>> begin

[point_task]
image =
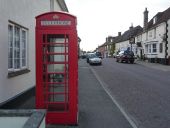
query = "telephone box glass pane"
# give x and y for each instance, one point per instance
(57, 38)
(56, 68)
(57, 58)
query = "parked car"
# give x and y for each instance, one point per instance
(88, 56)
(114, 55)
(125, 56)
(99, 54)
(93, 59)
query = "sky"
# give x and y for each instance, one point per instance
(98, 19)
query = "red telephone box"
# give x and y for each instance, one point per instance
(57, 67)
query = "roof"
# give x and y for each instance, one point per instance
(63, 5)
(160, 18)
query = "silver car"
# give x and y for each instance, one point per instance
(93, 59)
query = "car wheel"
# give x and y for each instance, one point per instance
(132, 61)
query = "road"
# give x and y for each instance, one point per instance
(143, 93)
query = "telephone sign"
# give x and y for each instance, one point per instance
(57, 67)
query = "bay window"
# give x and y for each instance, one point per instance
(17, 48)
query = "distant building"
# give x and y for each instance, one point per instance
(17, 44)
(154, 42)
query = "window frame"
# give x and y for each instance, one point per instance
(18, 48)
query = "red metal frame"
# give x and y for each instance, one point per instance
(57, 67)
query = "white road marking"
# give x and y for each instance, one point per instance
(132, 123)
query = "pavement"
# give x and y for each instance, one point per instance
(156, 66)
(97, 109)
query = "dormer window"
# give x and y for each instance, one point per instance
(154, 20)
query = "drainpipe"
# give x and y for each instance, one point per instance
(166, 44)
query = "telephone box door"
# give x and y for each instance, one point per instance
(56, 74)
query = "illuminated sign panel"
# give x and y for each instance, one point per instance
(55, 22)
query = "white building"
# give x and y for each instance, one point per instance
(153, 43)
(17, 43)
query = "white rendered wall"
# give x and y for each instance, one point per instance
(22, 12)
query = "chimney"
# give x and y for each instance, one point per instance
(106, 39)
(145, 22)
(119, 33)
(131, 27)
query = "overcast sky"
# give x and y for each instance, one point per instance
(98, 19)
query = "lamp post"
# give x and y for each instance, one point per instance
(131, 41)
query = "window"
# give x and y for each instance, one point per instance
(17, 50)
(161, 47)
(154, 48)
(149, 48)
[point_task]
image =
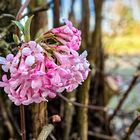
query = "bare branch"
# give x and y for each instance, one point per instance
(132, 128)
(39, 9)
(47, 129)
(96, 108)
(101, 136)
(125, 95)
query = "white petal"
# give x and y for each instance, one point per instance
(30, 60)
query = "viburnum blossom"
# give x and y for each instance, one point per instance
(41, 70)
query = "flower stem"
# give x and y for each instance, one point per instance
(22, 122)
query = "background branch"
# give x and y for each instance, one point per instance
(132, 128)
(125, 95)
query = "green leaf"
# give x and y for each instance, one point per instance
(19, 25)
(16, 39)
(27, 29)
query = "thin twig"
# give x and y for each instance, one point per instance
(38, 9)
(132, 128)
(22, 113)
(125, 95)
(93, 107)
(47, 129)
(22, 116)
(101, 136)
(7, 122)
(7, 15)
(19, 14)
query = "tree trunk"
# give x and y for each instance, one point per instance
(82, 95)
(39, 112)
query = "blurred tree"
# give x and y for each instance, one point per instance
(39, 111)
(8, 11)
(83, 91)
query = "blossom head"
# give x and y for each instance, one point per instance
(41, 70)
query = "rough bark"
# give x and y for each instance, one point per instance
(82, 95)
(96, 54)
(39, 111)
(8, 11)
(40, 18)
(68, 114)
(56, 13)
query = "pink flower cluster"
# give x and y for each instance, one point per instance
(38, 73)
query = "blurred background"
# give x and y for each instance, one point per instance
(111, 36)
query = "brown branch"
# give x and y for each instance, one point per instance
(92, 107)
(47, 129)
(22, 116)
(7, 122)
(19, 14)
(132, 128)
(125, 95)
(38, 9)
(101, 136)
(22, 113)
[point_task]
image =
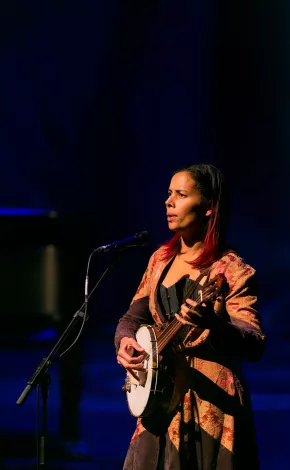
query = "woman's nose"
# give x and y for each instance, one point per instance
(169, 202)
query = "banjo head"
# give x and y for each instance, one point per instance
(141, 392)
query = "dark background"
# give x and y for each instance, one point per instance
(99, 102)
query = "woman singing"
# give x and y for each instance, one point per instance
(211, 426)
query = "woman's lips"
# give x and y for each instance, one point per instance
(170, 217)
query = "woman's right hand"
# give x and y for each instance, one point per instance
(125, 354)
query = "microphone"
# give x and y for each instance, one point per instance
(139, 239)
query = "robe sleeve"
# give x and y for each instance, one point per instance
(138, 312)
(236, 328)
(239, 332)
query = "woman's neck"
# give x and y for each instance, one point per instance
(190, 248)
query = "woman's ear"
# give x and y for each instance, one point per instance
(209, 212)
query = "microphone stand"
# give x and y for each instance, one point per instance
(41, 377)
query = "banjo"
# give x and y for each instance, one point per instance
(152, 389)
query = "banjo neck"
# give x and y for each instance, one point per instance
(205, 293)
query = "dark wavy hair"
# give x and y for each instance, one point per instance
(211, 185)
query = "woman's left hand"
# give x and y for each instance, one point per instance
(201, 317)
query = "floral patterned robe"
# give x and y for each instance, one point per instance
(212, 426)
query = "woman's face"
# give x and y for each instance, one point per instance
(184, 209)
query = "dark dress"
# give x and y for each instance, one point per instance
(212, 427)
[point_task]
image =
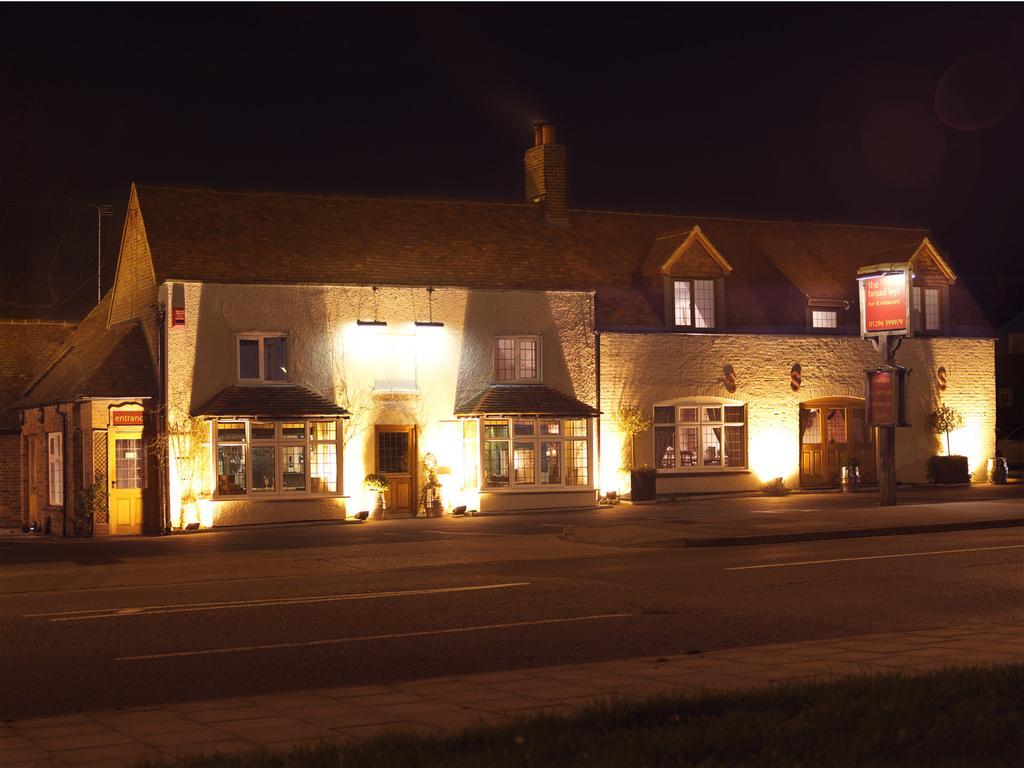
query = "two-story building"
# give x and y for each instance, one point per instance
(296, 343)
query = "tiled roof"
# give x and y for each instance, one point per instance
(237, 237)
(268, 401)
(95, 361)
(524, 399)
(26, 347)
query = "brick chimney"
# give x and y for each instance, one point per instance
(546, 175)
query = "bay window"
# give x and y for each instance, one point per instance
(276, 458)
(699, 434)
(530, 453)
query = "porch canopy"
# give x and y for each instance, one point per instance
(524, 399)
(290, 401)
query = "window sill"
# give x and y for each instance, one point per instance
(702, 472)
(278, 497)
(549, 489)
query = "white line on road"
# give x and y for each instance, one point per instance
(465, 532)
(872, 557)
(369, 638)
(79, 615)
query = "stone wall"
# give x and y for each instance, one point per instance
(641, 370)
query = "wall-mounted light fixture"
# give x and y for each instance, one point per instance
(375, 321)
(430, 309)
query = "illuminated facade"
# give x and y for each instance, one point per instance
(476, 354)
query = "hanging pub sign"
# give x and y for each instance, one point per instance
(886, 396)
(885, 299)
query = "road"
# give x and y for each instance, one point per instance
(89, 625)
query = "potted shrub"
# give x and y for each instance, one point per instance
(850, 478)
(377, 483)
(643, 479)
(946, 469)
(430, 493)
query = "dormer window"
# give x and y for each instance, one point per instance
(927, 315)
(261, 357)
(693, 303)
(517, 358)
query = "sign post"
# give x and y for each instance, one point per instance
(885, 321)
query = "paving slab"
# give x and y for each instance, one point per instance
(122, 736)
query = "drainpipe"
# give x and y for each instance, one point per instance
(161, 418)
(64, 469)
(597, 388)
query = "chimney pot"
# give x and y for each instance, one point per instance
(546, 184)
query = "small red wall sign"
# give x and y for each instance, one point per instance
(126, 418)
(886, 396)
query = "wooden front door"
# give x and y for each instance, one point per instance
(126, 475)
(394, 453)
(830, 434)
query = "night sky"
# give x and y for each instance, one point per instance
(909, 115)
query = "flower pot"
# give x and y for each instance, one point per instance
(643, 484)
(378, 511)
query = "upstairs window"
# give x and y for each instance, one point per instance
(926, 314)
(517, 358)
(693, 303)
(824, 318)
(262, 357)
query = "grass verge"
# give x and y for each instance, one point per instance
(952, 717)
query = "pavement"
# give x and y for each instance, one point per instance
(171, 732)
(803, 517)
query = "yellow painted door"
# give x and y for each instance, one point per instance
(127, 477)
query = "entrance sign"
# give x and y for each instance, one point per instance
(885, 299)
(885, 396)
(126, 418)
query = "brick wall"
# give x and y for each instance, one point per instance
(35, 483)
(10, 476)
(644, 369)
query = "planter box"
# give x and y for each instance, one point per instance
(948, 470)
(643, 484)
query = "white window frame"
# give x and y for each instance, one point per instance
(536, 439)
(54, 468)
(923, 320)
(279, 442)
(818, 315)
(679, 424)
(261, 337)
(691, 303)
(516, 340)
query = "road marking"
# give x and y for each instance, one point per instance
(370, 638)
(80, 615)
(873, 557)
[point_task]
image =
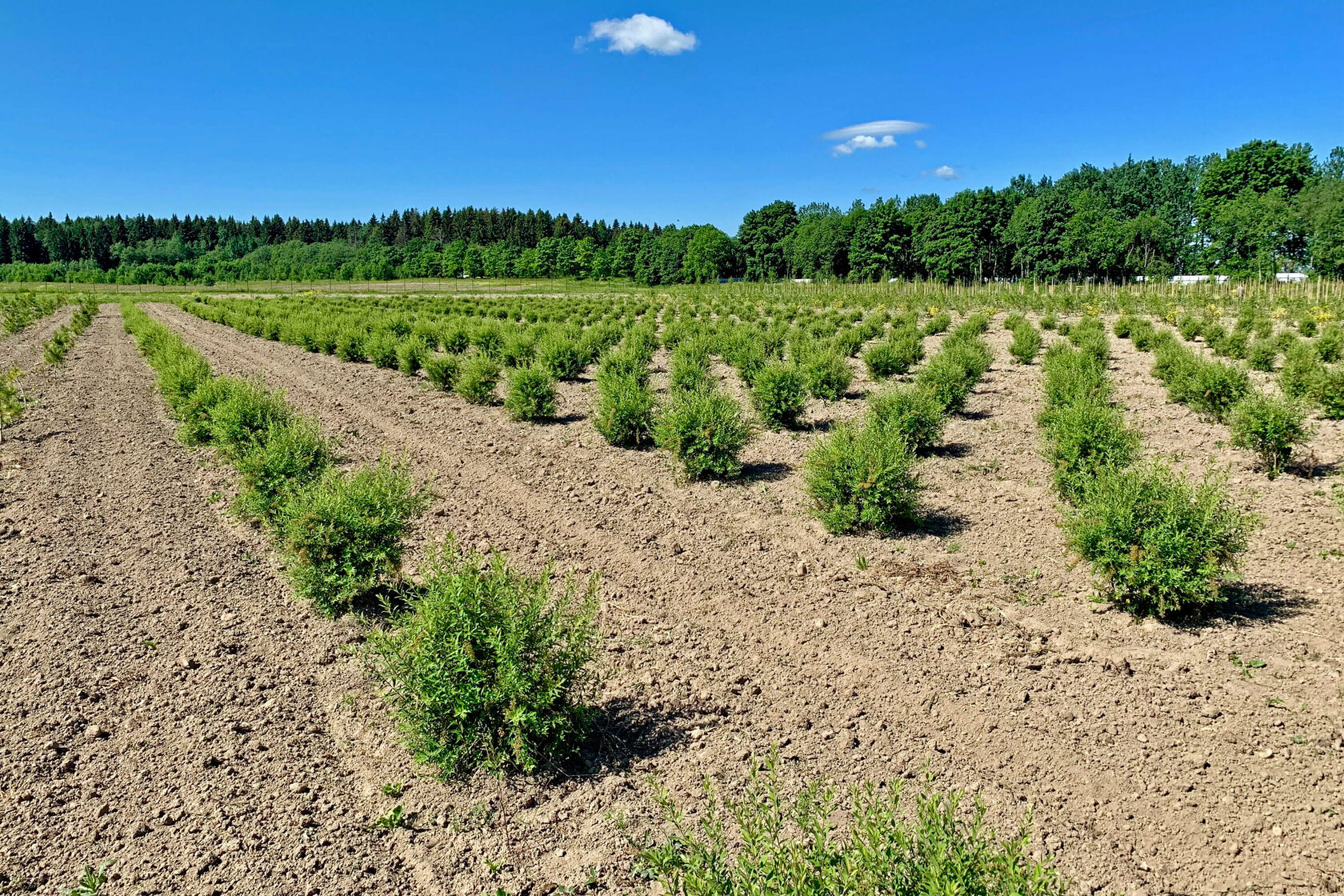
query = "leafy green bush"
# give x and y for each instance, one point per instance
(862, 477)
(894, 355)
(441, 371)
(562, 356)
(245, 417)
(1328, 391)
(288, 458)
(937, 324)
(411, 354)
(828, 375)
(1302, 370)
(769, 846)
(350, 346)
(1086, 437)
(780, 394)
(1162, 544)
(690, 366)
(705, 430)
(488, 666)
(1270, 426)
(1330, 344)
(910, 411)
(476, 379)
(1026, 342)
(1261, 355)
(382, 350)
(624, 413)
(344, 534)
(530, 394)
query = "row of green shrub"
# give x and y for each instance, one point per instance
(23, 308)
(1268, 425)
(482, 666)
(54, 350)
(1160, 544)
(861, 476)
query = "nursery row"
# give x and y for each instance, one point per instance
(482, 666)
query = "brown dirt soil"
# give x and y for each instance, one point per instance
(733, 622)
(162, 694)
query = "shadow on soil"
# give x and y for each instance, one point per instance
(1249, 603)
(628, 730)
(766, 472)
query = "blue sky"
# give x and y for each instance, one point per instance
(343, 109)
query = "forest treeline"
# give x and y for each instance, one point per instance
(1257, 210)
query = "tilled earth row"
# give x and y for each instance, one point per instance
(1156, 757)
(160, 690)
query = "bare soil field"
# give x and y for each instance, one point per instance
(245, 751)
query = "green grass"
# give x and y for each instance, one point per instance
(490, 668)
(824, 841)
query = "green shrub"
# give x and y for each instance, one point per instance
(476, 379)
(562, 356)
(441, 371)
(1071, 375)
(862, 477)
(1085, 437)
(1190, 326)
(911, 413)
(454, 338)
(1142, 334)
(411, 354)
(530, 394)
(705, 430)
(519, 350)
(1269, 426)
(350, 346)
(1302, 371)
(690, 367)
(780, 394)
(382, 350)
(344, 534)
(937, 324)
(1162, 544)
(1261, 355)
(1330, 344)
(245, 417)
(814, 844)
(894, 355)
(290, 457)
(490, 668)
(1328, 391)
(828, 375)
(1026, 343)
(624, 413)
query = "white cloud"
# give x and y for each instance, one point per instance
(640, 33)
(873, 134)
(863, 142)
(942, 172)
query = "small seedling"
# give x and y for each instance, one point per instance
(390, 821)
(92, 880)
(1246, 666)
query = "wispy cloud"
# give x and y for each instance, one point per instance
(638, 33)
(942, 172)
(871, 134)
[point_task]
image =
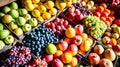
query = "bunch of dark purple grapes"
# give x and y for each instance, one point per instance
(18, 56)
(83, 10)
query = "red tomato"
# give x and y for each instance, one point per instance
(117, 21)
(104, 5)
(105, 14)
(98, 14)
(100, 9)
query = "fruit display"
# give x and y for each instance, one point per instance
(58, 26)
(94, 26)
(17, 19)
(100, 56)
(60, 33)
(76, 13)
(89, 4)
(17, 56)
(111, 38)
(39, 38)
(6, 37)
(104, 14)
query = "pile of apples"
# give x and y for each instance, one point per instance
(111, 37)
(17, 19)
(41, 9)
(5, 37)
(104, 14)
(64, 53)
(58, 26)
(101, 57)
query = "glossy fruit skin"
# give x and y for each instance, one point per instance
(77, 40)
(79, 29)
(94, 58)
(57, 63)
(9, 39)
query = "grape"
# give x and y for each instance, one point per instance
(18, 56)
(38, 38)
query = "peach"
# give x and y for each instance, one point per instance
(48, 58)
(62, 45)
(58, 54)
(57, 63)
(73, 49)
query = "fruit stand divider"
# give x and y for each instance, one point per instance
(10, 45)
(5, 2)
(16, 43)
(99, 43)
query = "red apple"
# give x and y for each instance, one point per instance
(71, 9)
(65, 23)
(94, 58)
(77, 12)
(117, 21)
(77, 40)
(117, 48)
(79, 17)
(71, 16)
(58, 27)
(62, 45)
(48, 58)
(107, 34)
(57, 63)
(79, 29)
(106, 40)
(73, 49)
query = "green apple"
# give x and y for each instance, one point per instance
(4, 34)
(14, 13)
(14, 5)
(26, 27)
(18, 31)
(27, 17)
(1, 14)
(20, 21)
(33, 22)
(9, 39)
(1, 26)
(22, 11)
(7, 19)
(2, 44)
(51, 49)
(13, 26)
(6, 9)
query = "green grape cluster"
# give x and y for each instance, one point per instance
(94, 26)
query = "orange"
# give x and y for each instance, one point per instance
(58, 54)
(70, 32)
(113, 42)
(68, 40)
(81, 52)
(104, 5)
(84, 36)
(74, 62)
(66, 57)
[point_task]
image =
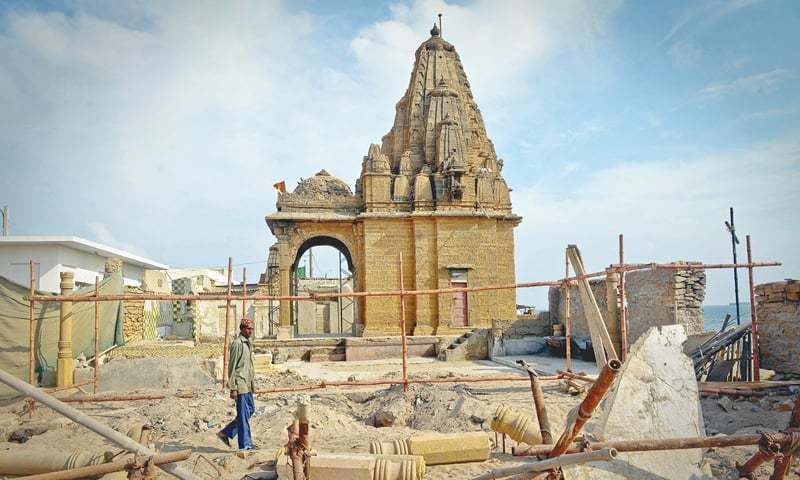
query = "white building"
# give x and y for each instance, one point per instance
(56, 254)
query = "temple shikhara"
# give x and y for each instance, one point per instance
(433, 191)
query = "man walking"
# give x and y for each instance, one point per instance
(240, 383)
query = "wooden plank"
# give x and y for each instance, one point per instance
(601, 340)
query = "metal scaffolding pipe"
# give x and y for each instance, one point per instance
(94, 471)
(605, 454)
(90, 423)
(227, 327)
(647, 445)
(587, 406)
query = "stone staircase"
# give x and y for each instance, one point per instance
(472, 345)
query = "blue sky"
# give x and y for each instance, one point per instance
(160, 127)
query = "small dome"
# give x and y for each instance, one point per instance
(323, 184)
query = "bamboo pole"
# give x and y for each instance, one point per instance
(753, 314)
(567, 333)
(550, 464)
(403, 328)
(96, 336)
(90, 423)
(587, 406)
(648, 445)
(227, 327)
(94, 471)
(388, 293)
(623, 321)
(32, 328)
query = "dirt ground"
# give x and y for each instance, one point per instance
(342, 419)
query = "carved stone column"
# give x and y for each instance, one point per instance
(64, 372)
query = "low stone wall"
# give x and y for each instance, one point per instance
(778, 309)
(653, 298)
(519, 337)
(133, 315)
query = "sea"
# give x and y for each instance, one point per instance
(714, 315)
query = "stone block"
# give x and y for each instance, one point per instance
(656, 397)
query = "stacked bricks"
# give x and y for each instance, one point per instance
(133, 315)
(778, 311)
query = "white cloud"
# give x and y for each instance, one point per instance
(752, 84)
(668, 209)
(685, 54)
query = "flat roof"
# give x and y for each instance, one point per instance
(84, 245)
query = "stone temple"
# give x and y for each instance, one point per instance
(433, 191)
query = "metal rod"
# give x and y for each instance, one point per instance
(244, 292)
(753, 314)
(605, 454)
(538, 403)
(623, 321)
(32, 328)
(95, 471)
(403, 328)
(587, 406)
(567, 333)
(67, 387)
(439, 291)
(362, 383)
(647, 445)
(90, 423)
(122, 398)
(96, 336)
(227, 327)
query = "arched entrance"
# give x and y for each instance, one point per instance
(323, 264)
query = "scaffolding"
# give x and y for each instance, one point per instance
(619, 268)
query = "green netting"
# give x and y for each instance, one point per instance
(15, 327)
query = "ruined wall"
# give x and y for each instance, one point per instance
(653, 297)
(778, 308)
(664, 297)
(133, 315)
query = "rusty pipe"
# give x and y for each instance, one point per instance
(768, 448)
(647, 445)
(90, 423)
(538, 403)
(587, 406)
(606, 454)
(94, 471)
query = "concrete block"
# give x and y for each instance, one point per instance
(656, 397)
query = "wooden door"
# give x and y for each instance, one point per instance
(460, 306)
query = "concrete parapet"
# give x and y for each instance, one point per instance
(440, 449)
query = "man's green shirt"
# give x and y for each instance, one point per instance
(240, 365)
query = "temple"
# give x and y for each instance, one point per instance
(432, 192)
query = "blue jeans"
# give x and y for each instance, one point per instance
(245, 406)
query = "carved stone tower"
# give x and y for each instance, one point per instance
(432, 190)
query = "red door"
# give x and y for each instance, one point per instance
(460, 307)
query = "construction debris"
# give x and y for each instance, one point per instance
(656, 398)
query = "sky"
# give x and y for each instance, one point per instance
(160, 127)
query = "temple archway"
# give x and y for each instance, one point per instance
(323, 264)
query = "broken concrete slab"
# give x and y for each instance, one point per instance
(656, 397)
(153, 373)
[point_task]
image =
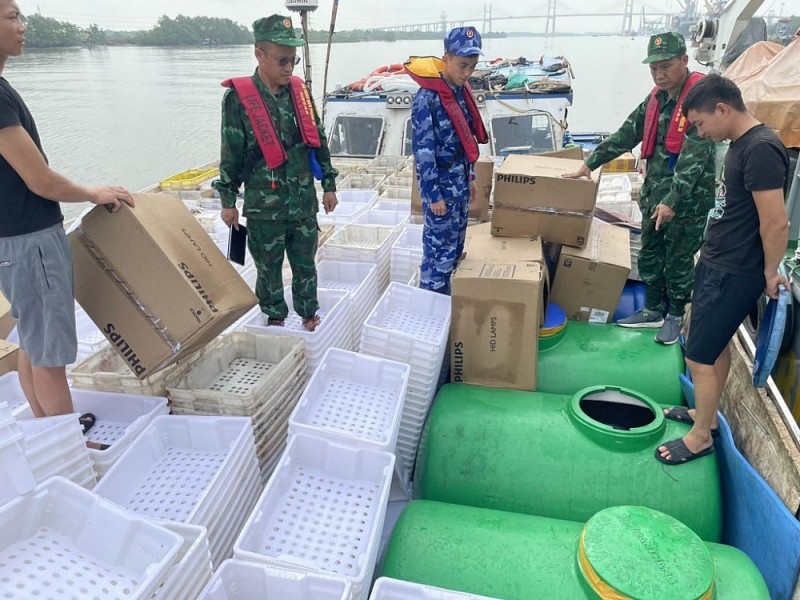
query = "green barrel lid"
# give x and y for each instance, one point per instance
(636, 552)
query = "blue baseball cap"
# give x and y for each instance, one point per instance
(463, 41)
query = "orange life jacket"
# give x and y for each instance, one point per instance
(470, 135)
(263, 127)
(678, 124)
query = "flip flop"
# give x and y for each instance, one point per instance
(311, 323)
(680, 453)
(87, 421)
(681, 414)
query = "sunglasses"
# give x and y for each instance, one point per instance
(285, 61)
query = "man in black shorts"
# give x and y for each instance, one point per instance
(745, 242)
(35, 259)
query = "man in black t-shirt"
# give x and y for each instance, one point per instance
(745, 242)
(35, 260)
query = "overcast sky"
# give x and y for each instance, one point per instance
(143, 14)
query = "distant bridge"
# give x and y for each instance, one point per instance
(487, 21)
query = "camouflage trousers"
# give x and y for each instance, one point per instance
(268, 241)
(442, 244)
(666, 260)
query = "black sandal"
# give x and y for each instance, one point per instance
(87, 421)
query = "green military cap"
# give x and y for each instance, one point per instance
(664, 46)
(276, 29)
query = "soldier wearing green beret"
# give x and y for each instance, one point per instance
(678, 190)
(274, 144)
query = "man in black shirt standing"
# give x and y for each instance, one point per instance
(35, 260)
(745, 242)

>> end

= WHAT IS REQUIRED =
Give the lines from the one containing "in black shirt" through the end of the entries again, exactly as written and with no other lines.

= OUTPUT =
query = "man in black shirt standing"
# give x and y for each instance, one point per instance
(35, 260)
(745, 242)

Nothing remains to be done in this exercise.